GIVEN REQUEST:
Each record below is to be reproduced without any change.

(Records from a data source)
>> START

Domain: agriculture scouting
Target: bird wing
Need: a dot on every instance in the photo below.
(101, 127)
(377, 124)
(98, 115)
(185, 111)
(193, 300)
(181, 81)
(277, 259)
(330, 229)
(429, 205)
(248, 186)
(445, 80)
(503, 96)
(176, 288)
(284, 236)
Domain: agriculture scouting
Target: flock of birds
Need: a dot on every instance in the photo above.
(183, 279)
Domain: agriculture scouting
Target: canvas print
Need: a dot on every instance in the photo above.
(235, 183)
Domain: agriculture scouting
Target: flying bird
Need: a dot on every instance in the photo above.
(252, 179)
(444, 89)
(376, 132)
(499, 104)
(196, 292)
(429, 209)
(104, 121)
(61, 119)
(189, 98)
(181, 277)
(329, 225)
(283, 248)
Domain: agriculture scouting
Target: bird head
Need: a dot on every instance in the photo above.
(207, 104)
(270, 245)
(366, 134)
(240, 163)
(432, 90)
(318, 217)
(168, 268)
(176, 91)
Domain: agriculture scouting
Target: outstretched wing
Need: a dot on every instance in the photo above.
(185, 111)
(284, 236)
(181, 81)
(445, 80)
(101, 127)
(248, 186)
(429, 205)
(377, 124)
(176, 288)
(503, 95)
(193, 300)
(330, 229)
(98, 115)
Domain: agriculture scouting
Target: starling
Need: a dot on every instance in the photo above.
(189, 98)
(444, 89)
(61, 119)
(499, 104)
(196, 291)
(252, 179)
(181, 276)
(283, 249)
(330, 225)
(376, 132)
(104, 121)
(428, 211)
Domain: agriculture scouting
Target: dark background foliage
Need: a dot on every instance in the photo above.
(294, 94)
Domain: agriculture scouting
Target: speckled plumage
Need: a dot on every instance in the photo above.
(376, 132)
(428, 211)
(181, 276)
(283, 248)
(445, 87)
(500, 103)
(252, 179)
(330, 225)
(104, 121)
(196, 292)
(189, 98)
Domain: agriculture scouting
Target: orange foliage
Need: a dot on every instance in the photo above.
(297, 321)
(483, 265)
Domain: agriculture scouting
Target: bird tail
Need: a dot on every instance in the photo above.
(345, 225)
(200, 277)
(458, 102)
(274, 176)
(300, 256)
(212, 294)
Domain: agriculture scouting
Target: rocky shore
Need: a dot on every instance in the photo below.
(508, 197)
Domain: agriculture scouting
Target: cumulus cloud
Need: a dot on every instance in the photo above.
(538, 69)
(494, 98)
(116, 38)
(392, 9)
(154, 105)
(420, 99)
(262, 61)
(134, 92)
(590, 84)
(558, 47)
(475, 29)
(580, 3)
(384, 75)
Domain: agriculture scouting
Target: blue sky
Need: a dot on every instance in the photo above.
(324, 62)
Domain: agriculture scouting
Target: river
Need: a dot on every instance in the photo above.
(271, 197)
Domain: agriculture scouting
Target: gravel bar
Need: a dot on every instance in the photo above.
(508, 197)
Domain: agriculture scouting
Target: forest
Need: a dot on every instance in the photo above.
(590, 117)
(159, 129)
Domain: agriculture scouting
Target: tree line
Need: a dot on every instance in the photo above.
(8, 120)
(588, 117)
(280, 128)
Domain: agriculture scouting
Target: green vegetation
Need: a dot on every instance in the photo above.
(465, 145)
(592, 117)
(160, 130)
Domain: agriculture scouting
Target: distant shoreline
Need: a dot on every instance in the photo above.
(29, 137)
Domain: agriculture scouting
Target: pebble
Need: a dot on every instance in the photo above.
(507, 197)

>> END

CORRECT RESULT:
Domain: agriculture scouting
Target: bird wing
Need: a dot on every instance in the photo below.
(101, 127)
(377, 124)
(98, 115)
(185, 111)
(193, 300)
(181, 81)
(277, 259)
(330, 229)
(429, 205)
(248, 186)
(445, 80)
(503, 96)
(176, 288)
(284, 236)
Domain: agriculture scouting
Target: flock of birds
Need: a dot on every instance in the photo above.
(183, 279)
Domain: agriculture scouting
Target: canvas print
Need: a dot on every instance in the photo above.
(235, 183)
Domain: agriculture scouting
Target: flying bird
Need: a dot on every instance in the photo above.
(252, 179)
(444, 89)
(376, 132)
(499, 104)
(196, 292)
(429, 209)
(104, 121)
(61, 119)
(189, 98)
(181, 277)
(329, 225)
(283, 248)
Domain: agriculture scouting
Target: bird head
Need: a dot on every instance in the photo above.
(207, 104)
(270, 245)
(366, 134)
(240, 163)
(432, 90)
(318, 217)
(168, 268)
(176, 91)
Domain: agriculture scouting
Target: outstretched wing
Need: a dot on every instance in the photo above.
(185, 111)
(284, 236)
(181, 81)
(445, 80)
(101, 127)
(248, 186)
(429, 205)
(377, 124)
(176, 288)
(503, 95)
(193, 300)
(330, 229)
(98, 115)
Domain: agriculture scouting
Target: starling
Need: a dot on every instance in the photo above.
(189, 98)
(444, 89)
(61, 119)
(499, 104)
(196, 291)
(252, 179)
(181, 276)
(283, 249)
(330, 225)
(376, 132)
(104, 121)
(428, 211)
Domain: agriculture scouting
Target: dark background foliage
Need: a dot on every instance in the photo above.
(294, 94)
Domain: agriculture scouting
Target: speckled plumage
Need: a dot on every instance in the photo above.
(376, 132)
(428, 211)
(181, 276)
(283, 248)
(445, 87)
(500, 103)
(252, 179)
(330, 225)
(104, 121)
(196, 292)
(189, 98)
Domain: agriculture scouting
Target: orange foliage
Need: a dot on every instance in the photo above.
(297, 321)
(483, 265)
Domain: agriculture scouting
Target: bird tail
Need: a dot on every instance in the photo above.
(345, 225)
(200, 277)
(458, 102)
(274, 176)
(300, 256)
(212, 294)
Domain: agriculture scouting
Target: rocky shore
Need: a dot on every instance in the photo below.
(508, 197)
Domain: agriculture scouting
Target: cumulus cloud
Need: a dot on every instance in the photo above.
(538, 69)
(494, 98)
(116, 38)
(392, 9)
(154, 105)
(420, 99)
(262, 61)
(134, 92)
(590, 84)
(558, 47)
(475, 29)
(580, 3)
(384, 75)
Domain: agriculture scouting
Target: blue sky
Need: a dot on every instance in the photo above.
(324, 62)
Domain: agriculture scouting
Target: river
Need: a dot on every instance in the photo above.
(271, 197)
Domain: agriculture scouting
Target: gravel bar
Need: a dot on every instance in the photo above.
(508, 197)
Domain: agriculture scouting
Target: forest
Need: a dot on every instance in the photo above.
(590, 117)
(159, 129)
Domain: agriculture scouting
Target: tree line
Need: a dot on every instance in the photo above.
(8, 120)
(588, 117)
(280, 128)
Domain: agriculture scouting
Target: green vegetation
Need: a dot on every instance in the photo above.
(465, 145)
(592, 117)
(160, 130)
Domain: agriculture scouting
Target: distant shoreline
Need: a dot on every instance in the photo above.
(29, 137)
Domain: agriculture scouting
Target: pebble
Need: a dot on every instance in the photo above.
(507, 197)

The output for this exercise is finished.